TASK INSTRUCTIONS
Rescale the material from the line containing "Where can you find the rickshaw" up to and including the last line. Reproduce those lines in full, requests included, multiplying every answer coordinate by 2.05 and rounding to whole numbers with halves rounded up. Leave the coordinates in the requests' format samples unchanged.

+===+

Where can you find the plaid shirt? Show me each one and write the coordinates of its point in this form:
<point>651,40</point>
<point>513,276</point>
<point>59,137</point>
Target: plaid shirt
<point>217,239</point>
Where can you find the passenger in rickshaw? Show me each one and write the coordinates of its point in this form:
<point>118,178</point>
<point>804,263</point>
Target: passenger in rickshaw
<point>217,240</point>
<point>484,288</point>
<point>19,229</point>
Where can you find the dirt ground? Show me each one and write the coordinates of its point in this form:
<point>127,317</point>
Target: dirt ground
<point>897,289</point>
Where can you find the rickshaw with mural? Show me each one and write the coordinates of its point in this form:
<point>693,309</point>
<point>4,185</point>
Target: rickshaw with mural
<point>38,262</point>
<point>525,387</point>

+===+

ANSWER TO THIS EXERCISE
Where can you find the rickshaw with mural? Show me each one and write the coordinates of its point in this form:
<point>693,309</point>
<point>4,185</point>
Target: rickshaw with mural
<point>78,537</point>
<point>1076,793</point>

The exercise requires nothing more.